What you need to do — Skip the pictures, and retype the data below in full, exactly.

=== Records for the exercise ===

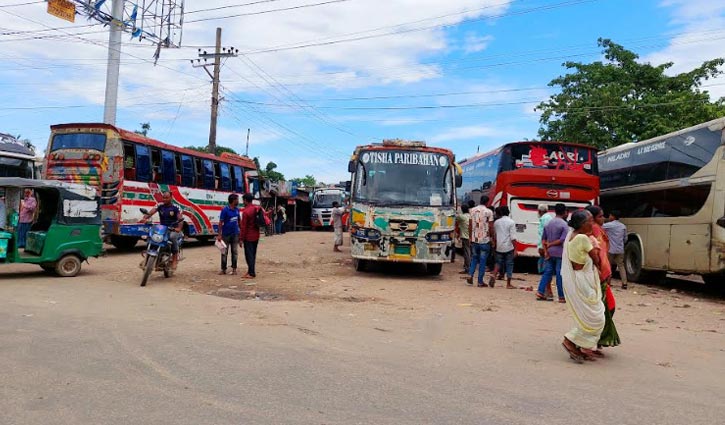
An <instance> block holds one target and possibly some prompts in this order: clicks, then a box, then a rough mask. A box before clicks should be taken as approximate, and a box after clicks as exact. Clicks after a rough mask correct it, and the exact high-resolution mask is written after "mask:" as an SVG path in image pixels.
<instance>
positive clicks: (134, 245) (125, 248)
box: [111, 235, 138, 251]
mask: <svg viewBox="0 0 725 425" xmlns="http://www.w3.org/2000/svg"><path fill="white" fill-rule="evenodd" d="M137 242H138V238H135V237H132V236H119V235H112V236H111V245H113V246H114V247H115V248H116V249H117V250H119V251H130V250H132V249H133V248H134V247H135V246H136V243H137Z"/></svg>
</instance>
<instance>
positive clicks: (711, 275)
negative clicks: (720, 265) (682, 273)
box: [702, 273, 725, 288]
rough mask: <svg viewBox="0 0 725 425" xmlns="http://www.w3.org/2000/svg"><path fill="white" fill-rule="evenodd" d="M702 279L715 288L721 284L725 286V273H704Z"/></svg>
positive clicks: (721, 284) (724, 287)
mask: <svg viewBox="0 0 725 425" xmlns="http://www.w3.org/2000/svg"><path fill="white" fill-rule="evenodd" d="M702 280H703V281H704V282H705V285H707V286H712V287H713V288H715V287H716V286H718V285H720V286H721V287H722V288H725V273H712V274H704V275H702Z"/></svg>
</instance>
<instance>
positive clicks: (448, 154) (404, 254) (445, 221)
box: [348, 140, 461, 275]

===

Response to this task —
An <instance> block holds one target and possibly some prompts in this order: clicks, then a box, then a rough mask. A box before clicks should be taken as approximate, and a box after clicks as exact. Clicks after a rough mask correct it, and the exact high-resolution mask is written after "mask:" as an SVG path in image pixels.
<instance>
positive clicks: (134, 245) (125, 248)
box: [111, 235, 138, 251]
mask: <svg viewBox="0 0 725 425" xmlns="http://www.w3.org/2000/svg"><path fill="white" fill-rule="evenodd" d="M137 242H138V238H135V237H132V236H119V235H112V236H111V245H113V246H114V247H115V248H116V249H117V250H119V251H130V250H132V249H133V248H134V247H135V246H136V243H137Z"/></svg>
</instance>
<instance>
positive clicks: (711, 275)
negative clicks: (720, 265) (682, 273)
box: [702, 273, 725, 288]
rough mask: <svg viewBox="0 0 725 425" xmlns="http://www.w3.org/2000/svg"><path fill="white" fill-rule="evenodd" d="M702 279L715 288L721 284L725 286V273H704Z"/></svg>
positive clicks: (721, 284) (724, 287)
mask: <svg viewBox="0 0 725 425" xmlns="http://www.w3.org/2000/svg"><path fill="white" fill-rule="evenodd" d="M702 280H703V281H704V282H705V285H707V286H712V287H713V288H715V287H716V286H718V285H720V286H721V287H722V288H725V273H712V274H704V275H702Z"/></svg>
</instance>
<instance>
positive clicks: (448, 154) (404, 254) (445, 221)
box: [348, 140, 461, 275]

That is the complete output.